## [Your assignment]
An exact transcription of all the data is required, with every image removed.

(Point localization data)
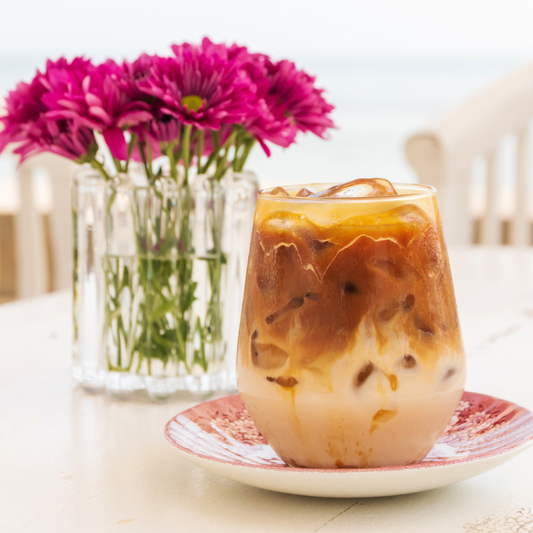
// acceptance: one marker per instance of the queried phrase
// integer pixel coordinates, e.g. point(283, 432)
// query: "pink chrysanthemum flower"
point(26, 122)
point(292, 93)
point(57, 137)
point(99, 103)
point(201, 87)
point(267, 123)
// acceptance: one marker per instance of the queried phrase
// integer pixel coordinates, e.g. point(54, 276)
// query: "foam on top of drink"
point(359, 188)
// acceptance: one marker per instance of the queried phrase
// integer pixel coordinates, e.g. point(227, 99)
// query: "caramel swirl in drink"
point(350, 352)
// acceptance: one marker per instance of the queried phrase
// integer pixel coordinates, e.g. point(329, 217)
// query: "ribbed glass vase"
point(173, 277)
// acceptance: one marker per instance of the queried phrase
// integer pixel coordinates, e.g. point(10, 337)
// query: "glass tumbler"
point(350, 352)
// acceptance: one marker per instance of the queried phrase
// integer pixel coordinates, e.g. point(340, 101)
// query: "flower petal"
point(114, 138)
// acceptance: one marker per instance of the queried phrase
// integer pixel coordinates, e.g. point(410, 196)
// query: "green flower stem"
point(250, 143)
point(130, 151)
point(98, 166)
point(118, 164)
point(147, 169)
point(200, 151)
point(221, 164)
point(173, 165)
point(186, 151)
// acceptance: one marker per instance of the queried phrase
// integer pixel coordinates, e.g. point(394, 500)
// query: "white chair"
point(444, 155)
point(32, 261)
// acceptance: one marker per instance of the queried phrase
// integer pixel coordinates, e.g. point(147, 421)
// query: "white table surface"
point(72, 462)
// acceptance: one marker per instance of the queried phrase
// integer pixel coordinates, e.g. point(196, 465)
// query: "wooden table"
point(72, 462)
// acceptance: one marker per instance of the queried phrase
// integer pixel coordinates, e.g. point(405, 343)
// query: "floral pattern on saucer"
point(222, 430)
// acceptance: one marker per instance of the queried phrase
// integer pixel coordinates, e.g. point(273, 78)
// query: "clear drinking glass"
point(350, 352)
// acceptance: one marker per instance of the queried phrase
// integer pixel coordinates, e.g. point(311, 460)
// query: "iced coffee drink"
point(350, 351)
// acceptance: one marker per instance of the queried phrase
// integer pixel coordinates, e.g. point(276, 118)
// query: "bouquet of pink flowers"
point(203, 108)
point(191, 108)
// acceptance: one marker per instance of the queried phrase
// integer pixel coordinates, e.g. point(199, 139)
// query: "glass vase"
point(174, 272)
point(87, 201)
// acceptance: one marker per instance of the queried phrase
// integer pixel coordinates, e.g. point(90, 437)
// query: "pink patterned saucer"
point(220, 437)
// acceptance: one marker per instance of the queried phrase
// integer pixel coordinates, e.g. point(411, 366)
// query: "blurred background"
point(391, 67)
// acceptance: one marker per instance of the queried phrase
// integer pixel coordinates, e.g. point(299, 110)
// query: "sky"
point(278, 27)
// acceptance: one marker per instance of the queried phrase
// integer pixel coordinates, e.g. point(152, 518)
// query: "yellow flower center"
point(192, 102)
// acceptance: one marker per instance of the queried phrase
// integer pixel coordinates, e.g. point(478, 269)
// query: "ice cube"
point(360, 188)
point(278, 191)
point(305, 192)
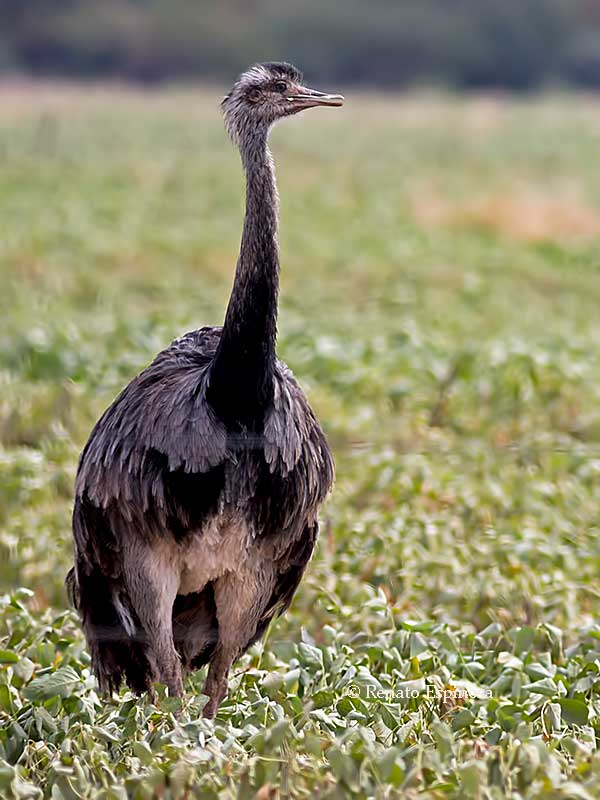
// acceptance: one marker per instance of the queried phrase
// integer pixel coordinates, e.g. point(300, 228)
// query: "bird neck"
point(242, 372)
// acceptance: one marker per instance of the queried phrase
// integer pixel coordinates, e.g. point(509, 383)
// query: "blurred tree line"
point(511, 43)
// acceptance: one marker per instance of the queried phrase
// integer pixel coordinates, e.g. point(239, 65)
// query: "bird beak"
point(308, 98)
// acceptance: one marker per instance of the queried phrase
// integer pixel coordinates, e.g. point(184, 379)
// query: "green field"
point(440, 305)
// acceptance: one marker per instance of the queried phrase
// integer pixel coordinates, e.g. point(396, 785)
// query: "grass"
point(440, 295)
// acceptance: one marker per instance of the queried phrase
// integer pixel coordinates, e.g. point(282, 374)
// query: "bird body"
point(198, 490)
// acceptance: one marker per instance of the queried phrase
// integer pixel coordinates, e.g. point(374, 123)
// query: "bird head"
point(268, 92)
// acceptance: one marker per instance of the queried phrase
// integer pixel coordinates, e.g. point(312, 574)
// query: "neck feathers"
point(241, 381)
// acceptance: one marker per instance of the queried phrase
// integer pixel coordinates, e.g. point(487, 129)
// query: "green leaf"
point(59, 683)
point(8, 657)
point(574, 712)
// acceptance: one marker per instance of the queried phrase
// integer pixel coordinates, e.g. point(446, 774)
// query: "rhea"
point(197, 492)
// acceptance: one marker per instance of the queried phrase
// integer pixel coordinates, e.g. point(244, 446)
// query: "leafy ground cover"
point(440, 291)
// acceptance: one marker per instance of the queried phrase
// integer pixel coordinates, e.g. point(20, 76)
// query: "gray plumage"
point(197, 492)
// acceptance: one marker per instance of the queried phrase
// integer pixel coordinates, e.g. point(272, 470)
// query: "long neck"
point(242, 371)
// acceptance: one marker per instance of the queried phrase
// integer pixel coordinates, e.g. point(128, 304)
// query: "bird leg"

## [Output of the task]
// acceptance: one marker per instance of the queried phrase
// integer pixel coordinates, e.g. point(283, 432)
// query: "pink chrysanthemum flower"
point(26, 122)
point(292, 93)
point(57, 137)
point(99, 103)
point(201, 87)
point(267, 123)
// acceptance: one marker per instance of the queried phrase
// integer pixel coordinates, e.g. point(54, 276)
// query: "foam on top of drink"
point(359, 188)
// acceptance: one marker per instance of the queried phrase
// integer pixel coordinates, e.g. point(227, 99)
// query: "caramel swirl in drink"
point(350, 352)
// acceptance: one marker per instance of the queried phrase
// integer pixel coordinates, e.g. point(329, 217)
// query: "ribbed glass vase"
point(173, 277)
// acceptance: one marker per instance of the queried phrase
// integer pixel coordinates, e.g. point(10, 337)
// query: "glass tumbler"
point(350, 352)
// acceptance: one marker per instance of the queried phrase
// integer pixel coordinates, e.g. point(340, 101)
// query: "flower petal"
point(114, 138)
// acceptance: one marker per instance of the queried phrase
// integer pixel coordinates, e.g. point(410, 196)
// query: "green flower stem"
point(250, 143)
point(130, 151)
point(98, 166)
point(118, 164)
point(147, 169)
point(200, 151)
point(221, 164)
point(173, 165)
point(186, 151)
// acceptance: one marker per instance of the queried phrase
// integer pixel coordinates, e.g. point(394, 500)
// query: "white chair"
point(444, 155)
point(32, 261)
// acceptance: one marker per instance of the queried phrase
// integer pixel coordinates, e.g. point(147, 421)
// query: "white table surface"
point(72, 462)
// acceptance: one marker per instance of the queried phrase
// integer pixel coordinates, e.g. point(196, 465)
// query: "wooden table"
point(72, 462)
// acceptance: one marker per instance of the queried phrase
// integer pixel coordinates, e.g. point(405, 343)
// query: "floral pattern on saucer"
point(222, 430)
// acceptance: one marker per instance of the queried phrase
// integer pixel coordinates, e.g. point(273, 78)
// query: "clear drinking glass"
point(350, 352)
// acceptance: one marker per instance of the queried phrase
// integer pixel coordinates, e.g. point(311, 460)
// query: "iced coffee drink"
point(350, 351)
// acceptance: one marker per instance of the queried phrase
// integer pixel coordinates, e.g. point(276, 118)
// query: "bouquet of pink flowers"
point(203, 108)
point(191, 108)
// acceptance: one marker per instance of the queried phrase
// integer pixel coordinates, e.g. point(199, 139)
// query: "glass vase"
point(174, 272)
point(87, 201)
// acceptance: one marker per instance of the queried phrase
// integer pixel coordinates, e.g. point(90, 437)
// query: "pink patterned saucer"
point(220, 437)
// acceptance: one marker per instance of the queried phrase
// integer pixel coordinates, e.g. point(411, 366)
// query: "blurred background"
point(391, 67)
// acceptance: one marker per instance of the queried phrase
// integer pixel coordinates, e.g. point(299, 110)
// query: "sky"
point(278, 27)
// acceptance: one marker per instance of the queried phrase
// integer pixel coordinates, e.g. point(152, 518)
// query: "yellow flower center"
point(192, 102)
// acceptance: one marker per instance of the queried phrase
// integer pixel coordinates, e.g. point(478, 269)
// query: "ice cube"
point(360, 188)
point(278, 191)
point(305, 192)
// acceptance: one marker per instance of the queried phrase
// integer pixel coordinates, e.g. point(300, 228)
// query: "bird neck"
point(242, 372)
// acceptance: one marker per instance of the queried phrase
// integer pixel coordinates, e.g. point(509, 383)
// query: "blurred tree line"
point(511, 43)
// acceptance: one marker per instance of the queried phrase
// integer pixel coordinates, e.g. point(239, 65)
// query: "bird beak"
point(308, 98)
// acceptance: one marker per instance of the queried phrase
// integer pixel coordinates, e.g. point(184, 379)
// query: "green field"
point(440, 305)
// acceptance: one marker per instance of the queried phrase
// integer pixel coordinates, e.g. point(396, 785)
// query: "grass"
point(440, 295)
// acceptance: one marker per instance of the queried phrase
// integer pixel coordinates, e.g. point(282, 374)
// query: "bird body"
point(198, 490)
// acceptance: one marker per instance of the queried phrase
// integer pixel coordinates, e.g. point(374, 123)
// query: "bird head"
point(268, 92)
// acceptance: one marker per instance of the queried phrase
// integer pixel coordinates, e.g. point(312, 574)
// query: "neck feathers"
point(241, 381)
// acceptance: one marker per instance of the queried phrase
// integer pixel coordinates, e.g. point(487, 129)
// query: "green leaf"
point(59, 683)
point(8, 657)
point(574, 712)
// acceptance: one marker per instance of the queried phrase
// integer pixel coordinates, e.g. point(446, 774)
// query: "rhea"
point(197, 492)
// acceptance: one marker per instance of the queried phrase
// integer pixel coordinates, e.g. point(244, 446)
// query: "leafy ground cover"
point(440, 291)
// acceptance: one marker per instance of the queried phrase
// integer pixel coordinates, e.g. point(20, 76)
// query: "gray plumage"
point(197, 492)
// acceptance: one marker per instance of the queried phrase
// integer pixel coordinates, e.g. point(272, 470)
// query: "long neck"
point(242, 371)
// acceptance: one marker per instance of the queried phrase
// integer pixel coordinates, e.g. point(128, 304)
// query: "bird leg"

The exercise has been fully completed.